── Text provided ──

Shinzo Abe: Friend of the oppressed

  • By Kok Bayraq

Istanbul and Washington are the centers of the Uyghur National Movement in exile. Shinzo Abe, the late former prime minister of Japan, was the most supportive world leader for Uighurs.

“Shinzo Abe was a friend of the oppressed and an enemy of injustice,” World Uyghur Congress (WUC) president Rebiya Kadeer said in a condolence message posted online on July 10.

Siding with the world’s most oppressed nation requires a strong sense of justice from a nation’s leader. It also takes great courage to speak out against one of the world’s most violent national leaders — Chinese President Xi Jinping (習近平) — and recount his mistakes to his face. Kadeer believed Abe cultivated these qualities in himself and contributed not only to the prosperity of Japan, but also to worldwide peace, calling him a “wise, courageous, far-sighted statesman.”

───
── Data extract ──

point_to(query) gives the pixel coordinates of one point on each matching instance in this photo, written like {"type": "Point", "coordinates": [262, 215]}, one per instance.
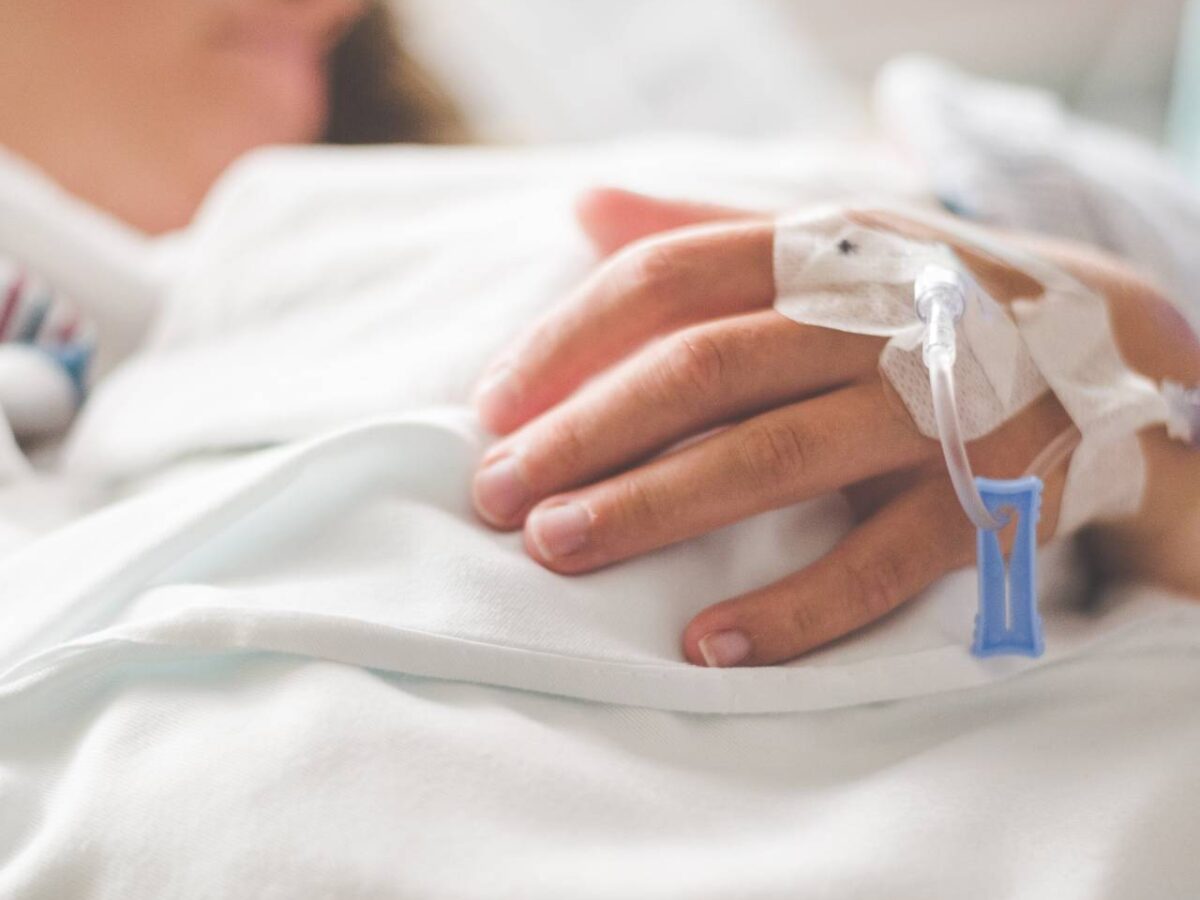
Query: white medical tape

───

Requirements:
a – In the text on Shinzo Abe, on what date did Rebiya Kadeer post her condolence message online?
b – For each statement, say yes or no to whether it agrees with the text on Shinzo Abe, and quote the words of the text that decide it: (i) Rebiya Kadeer is the president of the World Uyghur Congress. (ii) The text names Istanbul and Tokyo as the centers of the Uyghur National Movement in exile. (iii) Kadeer described Abe as a "wise, courageous, far-sighted statesman."
c – Carry on the text on Shinzo Abe, starting after its last sentence.

Expected outputs:
a – July 10.

b –
(i) Yes: "World Uyghur Congress (WUC) president Rebiya Kadeer"
(ii) No: "Istanbul and Washington are the centers of the Uyghur National Movement in exile."
(iii) Yes: "calling him a “wise, courageous, far-sighted statesman.”"

c –
Leaders of Central Asian countries to which Uighurs trace their ancestry have deported, and even murdered, Uighur activists at China’s request. Leaders of Muslim brothers of the Uighurs, such as Egypt and Pakistan, have handed over thousands of Uighur students to China. Cambodia, Thailand and Malaysia have also competed for Chinese money by deporting Uighur refugees.

In a written statement, WUC president Dolkun Isa said that Abe “was a genuine ally of the Uyghur people… He helped create the Uyghur Friendship Group in the Japanese Parliament, which is one of the largest parliamentary groups of the Uyghurs in the world today.”

Abe was noted for his frequent meetings with Uighur activists around the world. News archives include photographs of him with dozens of prominent Uighur activists, including Kadeer, Isa, WUC Executive Committee chairman Omer Qanat and Seyit Tumturk. All are considered criminals by China.

Abe was able to show the courage to accept “dangerous” activists that leaders in other countries did not accept because he understood what China is and the threat it poses to the world. He had not forgotten that the Chinese Communist Party had retained its power by suppressing the country’s citizens with tanks in the 1989 Tiananmen Square Massacre. More importantly, he was able to perceive the threat China represents to Japan.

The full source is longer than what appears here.